(Photo-based referring expression data)

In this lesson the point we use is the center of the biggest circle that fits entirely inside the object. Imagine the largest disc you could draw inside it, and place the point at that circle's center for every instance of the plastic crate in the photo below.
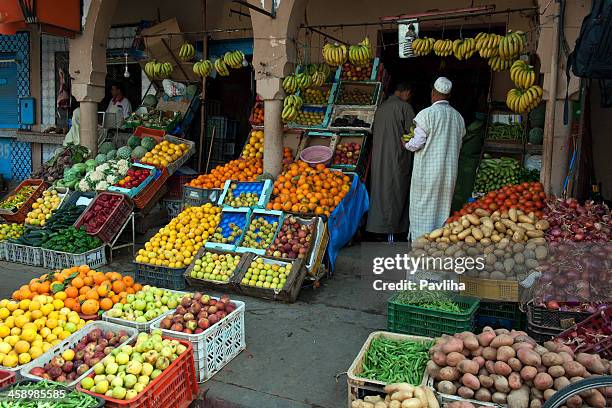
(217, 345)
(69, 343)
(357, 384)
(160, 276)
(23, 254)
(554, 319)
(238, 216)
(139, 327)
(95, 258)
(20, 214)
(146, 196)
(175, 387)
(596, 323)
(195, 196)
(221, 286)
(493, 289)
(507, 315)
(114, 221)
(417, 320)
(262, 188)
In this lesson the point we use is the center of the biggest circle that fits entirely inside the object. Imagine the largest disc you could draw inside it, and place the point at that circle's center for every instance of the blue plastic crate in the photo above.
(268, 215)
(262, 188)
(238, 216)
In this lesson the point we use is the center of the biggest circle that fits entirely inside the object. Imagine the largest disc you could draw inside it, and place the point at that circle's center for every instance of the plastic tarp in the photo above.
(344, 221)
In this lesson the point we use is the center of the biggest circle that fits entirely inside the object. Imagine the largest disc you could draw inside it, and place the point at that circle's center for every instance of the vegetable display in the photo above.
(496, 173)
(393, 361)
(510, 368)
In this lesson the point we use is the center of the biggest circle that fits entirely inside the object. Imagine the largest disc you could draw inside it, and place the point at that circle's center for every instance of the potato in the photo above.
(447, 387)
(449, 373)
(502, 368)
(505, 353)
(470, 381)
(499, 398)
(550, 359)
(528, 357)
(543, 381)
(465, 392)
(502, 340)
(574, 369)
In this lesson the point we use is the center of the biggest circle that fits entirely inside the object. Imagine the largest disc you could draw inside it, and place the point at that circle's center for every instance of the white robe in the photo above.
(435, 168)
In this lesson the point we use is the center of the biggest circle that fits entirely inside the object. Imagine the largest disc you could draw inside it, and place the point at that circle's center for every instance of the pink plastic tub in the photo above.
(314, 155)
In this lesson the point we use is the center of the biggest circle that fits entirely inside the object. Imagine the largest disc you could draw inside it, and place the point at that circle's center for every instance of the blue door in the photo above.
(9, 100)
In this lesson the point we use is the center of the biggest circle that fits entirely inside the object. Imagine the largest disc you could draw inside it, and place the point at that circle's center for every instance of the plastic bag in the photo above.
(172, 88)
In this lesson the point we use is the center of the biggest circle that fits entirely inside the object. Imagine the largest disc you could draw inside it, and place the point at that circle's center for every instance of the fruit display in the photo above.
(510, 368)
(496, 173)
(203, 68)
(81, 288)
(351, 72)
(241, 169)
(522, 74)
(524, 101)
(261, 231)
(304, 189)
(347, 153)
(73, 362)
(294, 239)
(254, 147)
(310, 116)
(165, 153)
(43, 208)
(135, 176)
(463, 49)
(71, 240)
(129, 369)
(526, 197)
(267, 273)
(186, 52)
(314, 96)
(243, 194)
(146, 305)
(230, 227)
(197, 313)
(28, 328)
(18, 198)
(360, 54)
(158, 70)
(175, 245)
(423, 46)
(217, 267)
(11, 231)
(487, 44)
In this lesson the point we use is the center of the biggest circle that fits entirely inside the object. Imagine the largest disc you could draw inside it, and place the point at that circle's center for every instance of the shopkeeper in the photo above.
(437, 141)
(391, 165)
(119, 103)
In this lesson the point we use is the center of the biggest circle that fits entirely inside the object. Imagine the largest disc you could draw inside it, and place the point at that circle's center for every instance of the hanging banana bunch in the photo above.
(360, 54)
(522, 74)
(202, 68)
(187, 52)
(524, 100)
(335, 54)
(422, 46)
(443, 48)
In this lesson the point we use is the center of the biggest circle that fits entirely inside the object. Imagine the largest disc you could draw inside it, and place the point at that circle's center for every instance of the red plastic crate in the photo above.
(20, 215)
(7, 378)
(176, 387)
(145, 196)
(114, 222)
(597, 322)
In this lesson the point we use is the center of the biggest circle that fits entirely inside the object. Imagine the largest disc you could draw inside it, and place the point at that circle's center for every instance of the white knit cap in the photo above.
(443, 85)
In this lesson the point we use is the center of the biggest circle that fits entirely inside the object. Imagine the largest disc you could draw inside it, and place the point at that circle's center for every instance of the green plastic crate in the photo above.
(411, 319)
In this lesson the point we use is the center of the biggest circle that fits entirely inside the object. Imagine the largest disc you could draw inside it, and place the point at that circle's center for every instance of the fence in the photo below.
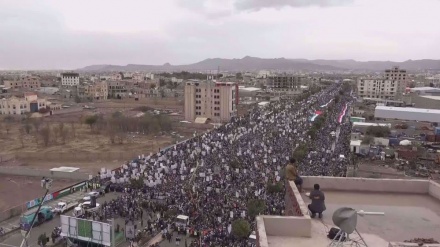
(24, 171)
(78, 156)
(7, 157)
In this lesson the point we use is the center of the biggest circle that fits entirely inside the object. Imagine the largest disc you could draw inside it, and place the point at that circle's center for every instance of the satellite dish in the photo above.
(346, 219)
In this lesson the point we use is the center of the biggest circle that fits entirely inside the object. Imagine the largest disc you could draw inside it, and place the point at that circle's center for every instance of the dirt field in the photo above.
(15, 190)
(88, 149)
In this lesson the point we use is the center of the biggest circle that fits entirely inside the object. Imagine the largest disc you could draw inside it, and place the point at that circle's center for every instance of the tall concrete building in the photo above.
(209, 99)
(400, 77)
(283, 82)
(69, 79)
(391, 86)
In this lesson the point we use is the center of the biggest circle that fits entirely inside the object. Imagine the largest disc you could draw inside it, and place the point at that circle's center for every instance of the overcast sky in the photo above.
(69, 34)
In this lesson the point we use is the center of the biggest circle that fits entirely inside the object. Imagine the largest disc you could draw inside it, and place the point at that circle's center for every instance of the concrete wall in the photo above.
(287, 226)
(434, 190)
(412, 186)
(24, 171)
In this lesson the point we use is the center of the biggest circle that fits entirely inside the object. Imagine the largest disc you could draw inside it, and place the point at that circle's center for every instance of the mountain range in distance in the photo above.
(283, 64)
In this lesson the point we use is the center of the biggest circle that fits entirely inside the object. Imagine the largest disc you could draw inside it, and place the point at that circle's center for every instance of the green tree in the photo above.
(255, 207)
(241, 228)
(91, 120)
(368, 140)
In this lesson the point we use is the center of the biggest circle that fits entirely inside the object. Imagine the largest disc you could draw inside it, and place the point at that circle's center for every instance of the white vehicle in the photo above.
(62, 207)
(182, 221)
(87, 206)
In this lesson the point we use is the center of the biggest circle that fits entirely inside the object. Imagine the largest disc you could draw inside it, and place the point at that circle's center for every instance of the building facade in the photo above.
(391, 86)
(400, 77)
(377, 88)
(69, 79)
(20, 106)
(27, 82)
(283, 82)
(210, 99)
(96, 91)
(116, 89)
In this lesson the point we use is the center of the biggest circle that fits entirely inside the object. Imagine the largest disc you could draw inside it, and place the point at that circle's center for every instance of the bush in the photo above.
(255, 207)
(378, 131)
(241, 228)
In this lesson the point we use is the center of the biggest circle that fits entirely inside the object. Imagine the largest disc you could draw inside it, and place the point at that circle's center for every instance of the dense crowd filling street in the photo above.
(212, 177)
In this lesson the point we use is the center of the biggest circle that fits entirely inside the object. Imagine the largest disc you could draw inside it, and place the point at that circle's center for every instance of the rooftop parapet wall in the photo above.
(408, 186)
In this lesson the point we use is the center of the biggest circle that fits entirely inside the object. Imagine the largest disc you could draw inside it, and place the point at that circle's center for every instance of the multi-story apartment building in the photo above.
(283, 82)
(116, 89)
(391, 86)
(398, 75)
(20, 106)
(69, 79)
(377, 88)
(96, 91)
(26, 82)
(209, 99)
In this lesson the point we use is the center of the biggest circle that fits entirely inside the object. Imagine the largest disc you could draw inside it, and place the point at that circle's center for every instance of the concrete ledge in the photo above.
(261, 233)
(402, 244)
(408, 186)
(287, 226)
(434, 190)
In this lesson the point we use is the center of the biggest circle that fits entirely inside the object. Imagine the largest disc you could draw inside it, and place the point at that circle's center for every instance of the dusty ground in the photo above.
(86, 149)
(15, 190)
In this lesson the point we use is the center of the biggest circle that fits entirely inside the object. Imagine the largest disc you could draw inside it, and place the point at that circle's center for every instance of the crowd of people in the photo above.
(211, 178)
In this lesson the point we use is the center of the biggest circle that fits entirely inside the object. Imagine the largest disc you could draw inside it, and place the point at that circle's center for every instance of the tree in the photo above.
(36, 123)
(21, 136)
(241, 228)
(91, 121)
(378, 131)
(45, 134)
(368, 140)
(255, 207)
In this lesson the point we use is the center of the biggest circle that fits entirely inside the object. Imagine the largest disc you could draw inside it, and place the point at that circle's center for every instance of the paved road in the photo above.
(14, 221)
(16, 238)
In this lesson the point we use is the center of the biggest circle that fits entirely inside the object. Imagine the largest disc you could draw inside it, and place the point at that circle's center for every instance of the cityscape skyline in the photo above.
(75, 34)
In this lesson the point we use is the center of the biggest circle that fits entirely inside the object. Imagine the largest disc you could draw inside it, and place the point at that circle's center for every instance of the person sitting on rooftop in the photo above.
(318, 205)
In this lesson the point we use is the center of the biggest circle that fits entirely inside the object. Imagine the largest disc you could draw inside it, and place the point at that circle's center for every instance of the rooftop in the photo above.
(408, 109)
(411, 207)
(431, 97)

▶ _What the task requires_
Could you quote, exactly as they appear, the line containing "on rooftop in the photo above." and every line after it to the end of the records above?

▶ _Answer to the problem_
In this lesson the point we use is the center of the biggest circle that fits entirely inside the object. Imagine the largest disc you could draw inside it, and place the point at that circle's center for every instance of the person sitting on rooftop in the photo above.
(318, 205)
In this lesson the point we use is the center of the biggest circle that fits entirely inside the object. Imagine the largest disc you could draw inside it, and place the point at that circle's center for every instance of the rooftop in the photo above.
(408, 109)
(411, 207)
(431, 97)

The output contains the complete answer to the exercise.